* start Data entries *

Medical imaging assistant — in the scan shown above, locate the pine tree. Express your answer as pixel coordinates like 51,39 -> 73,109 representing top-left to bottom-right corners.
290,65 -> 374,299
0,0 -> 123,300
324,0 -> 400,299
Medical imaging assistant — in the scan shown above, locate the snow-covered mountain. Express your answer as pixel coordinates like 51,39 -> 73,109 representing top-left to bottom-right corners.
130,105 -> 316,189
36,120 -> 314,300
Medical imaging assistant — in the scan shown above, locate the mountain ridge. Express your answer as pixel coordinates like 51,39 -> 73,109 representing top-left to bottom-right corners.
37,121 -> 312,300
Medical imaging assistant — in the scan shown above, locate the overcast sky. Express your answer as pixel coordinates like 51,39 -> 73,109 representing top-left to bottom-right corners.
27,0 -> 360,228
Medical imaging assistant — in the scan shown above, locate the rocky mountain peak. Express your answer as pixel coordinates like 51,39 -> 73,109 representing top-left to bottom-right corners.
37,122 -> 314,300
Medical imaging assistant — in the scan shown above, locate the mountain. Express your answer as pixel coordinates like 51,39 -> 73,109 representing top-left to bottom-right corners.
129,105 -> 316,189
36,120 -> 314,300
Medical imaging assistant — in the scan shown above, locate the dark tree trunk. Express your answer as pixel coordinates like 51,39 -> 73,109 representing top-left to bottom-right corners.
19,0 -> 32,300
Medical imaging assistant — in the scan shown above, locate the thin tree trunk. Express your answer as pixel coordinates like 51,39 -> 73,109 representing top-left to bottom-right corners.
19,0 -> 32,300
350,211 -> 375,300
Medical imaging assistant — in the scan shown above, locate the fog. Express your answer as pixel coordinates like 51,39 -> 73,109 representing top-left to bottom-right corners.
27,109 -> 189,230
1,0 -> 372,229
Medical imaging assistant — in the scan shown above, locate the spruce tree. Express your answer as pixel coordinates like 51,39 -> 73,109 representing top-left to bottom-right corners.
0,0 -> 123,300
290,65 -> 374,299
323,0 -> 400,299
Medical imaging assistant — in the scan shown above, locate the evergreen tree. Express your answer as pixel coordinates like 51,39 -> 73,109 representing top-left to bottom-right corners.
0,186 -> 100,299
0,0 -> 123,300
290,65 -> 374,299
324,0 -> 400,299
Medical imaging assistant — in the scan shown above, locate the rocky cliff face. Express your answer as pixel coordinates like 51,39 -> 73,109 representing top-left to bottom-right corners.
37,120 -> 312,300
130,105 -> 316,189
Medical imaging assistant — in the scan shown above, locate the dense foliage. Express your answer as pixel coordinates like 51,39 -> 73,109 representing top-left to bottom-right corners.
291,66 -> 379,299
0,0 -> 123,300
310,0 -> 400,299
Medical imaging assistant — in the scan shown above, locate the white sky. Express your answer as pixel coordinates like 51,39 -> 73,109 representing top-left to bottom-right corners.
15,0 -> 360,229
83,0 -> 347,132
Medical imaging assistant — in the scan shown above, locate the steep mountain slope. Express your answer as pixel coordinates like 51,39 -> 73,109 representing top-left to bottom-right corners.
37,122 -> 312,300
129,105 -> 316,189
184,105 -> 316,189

* end Data entries *
* start Data entries *

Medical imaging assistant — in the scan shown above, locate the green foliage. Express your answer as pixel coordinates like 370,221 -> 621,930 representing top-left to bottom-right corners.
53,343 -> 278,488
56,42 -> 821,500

* end Data entries *

▶ _Set problem_
From the entries above, extract verbatim every line from the one containing "locate the mountain." through the one containing "323,0 -> 400,299", including both of those lines.

▶ _Answer for this exercise_
Medical imaging assistant — in the scan shown above, locate the mountain. Express your answer as pixel coordinates like 51,39 -> 73,109 representing top-left to bottom-right corners.
129,105 -> 316,189
36,120 -> 314,300
Medical imaging assistant — in the scan shown above, locate the dark tree trunk. Express your answer as pixel coordinates like 51,39 -> 73,109 representing top-left to bottom-right corners.
19,0 -> 32,300
Medical imaging assistant — in the scan shown above, locate the thin tree trunk. Express your answer as pixel coordinates like 51,39 -> 73,109 representing top-left to bottom-right corners.
19,0 -> 32,300
350,211 -> 375,300
Medical imaging assistant — in the scan shown above, locate the fog. Express your answer as pixel coordinates like 51,39 -> 73,109 representing top-left to bottom-right corners.
27,109 -> 189,230
1,0 -> 372,229
Medical imaging assistant — in the scan shown above, locate the spruce tree. Express your answer as pixel coordinates like 51,39 -> 73,109 representing top-left to bottom-right corners.
0,0 -> 123,300
290,65 -> 374,299
323,0 -> 400,299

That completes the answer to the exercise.